§ **Arbeitsanweisung**
Schreib bitte die Stelle des Textauszugs ab, die bei „Wahrscheinlich haben die“ beginnt und nach „nach Plastik aus.“ endet, und tausche dabei „Plastik“ gegen „Pappe“ aus.

§ **Textauszug**
Tricktechnisch wirken diese Szenen auf den heutigen Betrachter jedoch nicht mehr ganz so eindrucksvoll, was aber nicht nur an den eingeschränkten Möglichkeiten ihres Entstehungsjahres liegt. Bereits 1979 wären weitaus überzeugendere Effekte möglich gewesen, wie es ja George Lucas mit seiner Star Wars Trilogie nur zu gut vorgemacht gemacht hat.

Wahrscheinlich haben die Gagen der namhaften Darsteller einen so hohen Anteil der Produktionskosten verschlungen, dass nicht mehr genug für eine realistischere Gestaltung der optischen Effekte übrig war. Dies ist auch in den Weltraumszenen sichtbar, denn die Atomraketen, mit denen die Menschheit verzweifelt versucht die Apokalypse zu verhindern, sehen doch sehr nach Plastik aus.

§ **Datenauszüge**
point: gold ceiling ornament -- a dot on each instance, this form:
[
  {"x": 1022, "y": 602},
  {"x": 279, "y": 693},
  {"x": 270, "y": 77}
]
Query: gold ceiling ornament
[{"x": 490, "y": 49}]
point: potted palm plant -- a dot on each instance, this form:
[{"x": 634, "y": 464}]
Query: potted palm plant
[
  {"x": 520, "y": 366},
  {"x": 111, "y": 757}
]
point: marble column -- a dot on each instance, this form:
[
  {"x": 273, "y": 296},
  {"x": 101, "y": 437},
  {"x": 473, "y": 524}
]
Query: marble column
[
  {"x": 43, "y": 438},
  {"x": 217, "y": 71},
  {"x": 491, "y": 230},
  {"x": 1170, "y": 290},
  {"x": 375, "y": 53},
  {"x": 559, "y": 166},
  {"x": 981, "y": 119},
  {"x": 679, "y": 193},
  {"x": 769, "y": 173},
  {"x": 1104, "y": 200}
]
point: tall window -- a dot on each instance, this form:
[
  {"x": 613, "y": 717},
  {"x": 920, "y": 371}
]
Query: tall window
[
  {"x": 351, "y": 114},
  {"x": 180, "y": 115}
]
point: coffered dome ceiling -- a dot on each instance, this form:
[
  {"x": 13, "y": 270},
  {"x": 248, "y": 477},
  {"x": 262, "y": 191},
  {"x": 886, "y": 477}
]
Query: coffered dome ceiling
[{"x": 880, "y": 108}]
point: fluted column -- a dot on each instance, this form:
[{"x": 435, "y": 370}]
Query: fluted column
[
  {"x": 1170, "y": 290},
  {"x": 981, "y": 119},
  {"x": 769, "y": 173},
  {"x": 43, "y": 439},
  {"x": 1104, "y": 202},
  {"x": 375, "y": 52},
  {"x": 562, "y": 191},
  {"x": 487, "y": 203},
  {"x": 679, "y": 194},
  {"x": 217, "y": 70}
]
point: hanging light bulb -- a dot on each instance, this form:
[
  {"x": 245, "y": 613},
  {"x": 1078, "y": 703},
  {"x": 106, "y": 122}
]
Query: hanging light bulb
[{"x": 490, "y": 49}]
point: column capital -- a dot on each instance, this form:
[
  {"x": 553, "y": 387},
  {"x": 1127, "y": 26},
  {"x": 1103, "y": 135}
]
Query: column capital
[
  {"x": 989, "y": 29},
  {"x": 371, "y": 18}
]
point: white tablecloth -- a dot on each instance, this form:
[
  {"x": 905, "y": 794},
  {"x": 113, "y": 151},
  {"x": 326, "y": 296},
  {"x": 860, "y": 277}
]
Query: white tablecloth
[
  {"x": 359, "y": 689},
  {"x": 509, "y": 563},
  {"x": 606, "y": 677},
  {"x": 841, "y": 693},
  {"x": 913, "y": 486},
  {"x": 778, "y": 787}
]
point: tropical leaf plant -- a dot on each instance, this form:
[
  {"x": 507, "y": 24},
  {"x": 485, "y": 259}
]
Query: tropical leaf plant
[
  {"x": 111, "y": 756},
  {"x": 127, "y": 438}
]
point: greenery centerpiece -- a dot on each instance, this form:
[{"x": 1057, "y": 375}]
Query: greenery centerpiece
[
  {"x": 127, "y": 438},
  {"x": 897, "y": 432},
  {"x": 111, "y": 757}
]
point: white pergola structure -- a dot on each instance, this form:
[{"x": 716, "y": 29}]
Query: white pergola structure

§ **Musterlösung**
Wahrscheinlich haben die Gagen der namhaften Darsteller einen so hohen Anteil der Produktionskosten verschlungen, dass nicht mehr genug für eine realistischere Gestaltung der optischen Effekte übrig war. Dies ist auch in den Weltraumszenen sichtbar, denn die Atomraketen, mit denen die Menschheit verzweifelt versucht die Apokalypse zu verhindern, sehen doch sehr nach Pappe aus.